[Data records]
* START *
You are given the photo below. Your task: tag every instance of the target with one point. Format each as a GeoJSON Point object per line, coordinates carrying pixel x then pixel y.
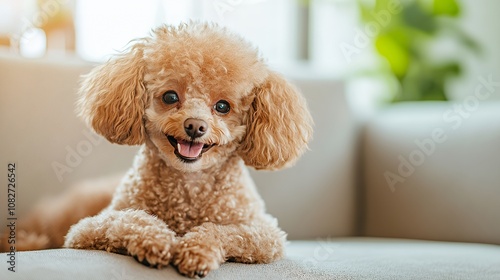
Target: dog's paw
{"type": "Point", "coordinates": [155, 254]}
{"type": "Point", "coordinates": [196, 260]}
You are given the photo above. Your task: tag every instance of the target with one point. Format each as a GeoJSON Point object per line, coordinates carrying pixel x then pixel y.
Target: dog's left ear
{"type": "Point", "coordinates": [113, 99]}
{"type": "Point", "coordinates": [279, 125]}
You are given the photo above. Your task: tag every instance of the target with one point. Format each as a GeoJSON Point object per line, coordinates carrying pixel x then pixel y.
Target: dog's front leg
{"type": "Point", "coordinates": [133, 232]}
{"type": "Point", "coordinates": [206, 246]}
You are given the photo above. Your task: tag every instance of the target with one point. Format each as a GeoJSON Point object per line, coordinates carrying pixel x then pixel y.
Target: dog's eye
{"type": "Point", "coordinates": [170, 97]}
{"type": "Point", "coordinates": [222, 106]}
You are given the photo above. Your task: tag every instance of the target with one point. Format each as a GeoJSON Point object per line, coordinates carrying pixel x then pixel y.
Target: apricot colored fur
{"type": "Point", "coordinates": [194, 215]}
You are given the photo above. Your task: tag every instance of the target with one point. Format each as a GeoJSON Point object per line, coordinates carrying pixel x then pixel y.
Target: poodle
{"type": "Point", "coordinates": [203, 105]}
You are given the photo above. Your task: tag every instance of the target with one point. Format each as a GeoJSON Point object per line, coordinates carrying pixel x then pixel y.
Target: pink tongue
{"type": "Point", "coordinates": [189, 149]}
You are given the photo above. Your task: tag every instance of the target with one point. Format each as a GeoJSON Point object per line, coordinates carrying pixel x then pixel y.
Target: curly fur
{"type": "Point", "coordinates": [192, 214]}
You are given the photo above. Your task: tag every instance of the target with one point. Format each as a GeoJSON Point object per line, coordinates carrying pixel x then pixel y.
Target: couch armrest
{"type": "Point", "coordinates": [432, 171]}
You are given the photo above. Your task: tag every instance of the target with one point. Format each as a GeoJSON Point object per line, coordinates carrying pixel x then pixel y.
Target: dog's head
{"type": "Point", "coordinates": [199, 95]}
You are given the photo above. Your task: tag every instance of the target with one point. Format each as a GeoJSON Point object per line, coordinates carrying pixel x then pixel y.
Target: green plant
{"type": "Point", "coordinates": [406, 43]}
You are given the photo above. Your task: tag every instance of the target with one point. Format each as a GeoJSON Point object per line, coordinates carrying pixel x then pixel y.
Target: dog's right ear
{"type": "Point", "coordinates": [112, 98]}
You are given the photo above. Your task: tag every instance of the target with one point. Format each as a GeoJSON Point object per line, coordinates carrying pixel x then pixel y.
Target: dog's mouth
{"type": "Point", "coordinates": [188, 151]}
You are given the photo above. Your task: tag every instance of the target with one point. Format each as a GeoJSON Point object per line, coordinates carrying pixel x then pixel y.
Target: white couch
{"type": "Point", "coordinates": [440, 219]}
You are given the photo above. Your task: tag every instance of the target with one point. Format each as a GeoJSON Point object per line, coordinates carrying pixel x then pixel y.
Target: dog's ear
{"type": "Point", "coordinates": [279, 125]}
{"type": "Point", "coordinates": [113, 98]}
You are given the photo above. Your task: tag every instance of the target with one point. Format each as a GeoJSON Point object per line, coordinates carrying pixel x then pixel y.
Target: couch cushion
{"type": "Point", "coordinates": [345, 258]}
{"type": "Point", "coordinates": [431, 171]}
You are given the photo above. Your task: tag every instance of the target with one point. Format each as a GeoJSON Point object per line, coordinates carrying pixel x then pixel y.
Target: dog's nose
{"type": "Point", "coordinates": [195, 127]}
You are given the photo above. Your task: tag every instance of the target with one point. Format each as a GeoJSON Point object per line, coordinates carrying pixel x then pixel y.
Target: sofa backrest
{"type": "Point", "coordinates": [432, 171]}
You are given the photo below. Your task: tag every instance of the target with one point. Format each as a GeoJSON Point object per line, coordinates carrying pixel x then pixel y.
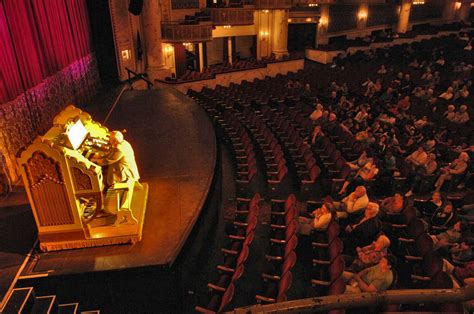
* END *
● **PROBLEM TO SOLVE**:
Copy each line of the material above that contains the word "couch".

● **SOLUTION TO THIS EXERCISE**:
Target: couch armrest
Target: white couch
Target: couch cushion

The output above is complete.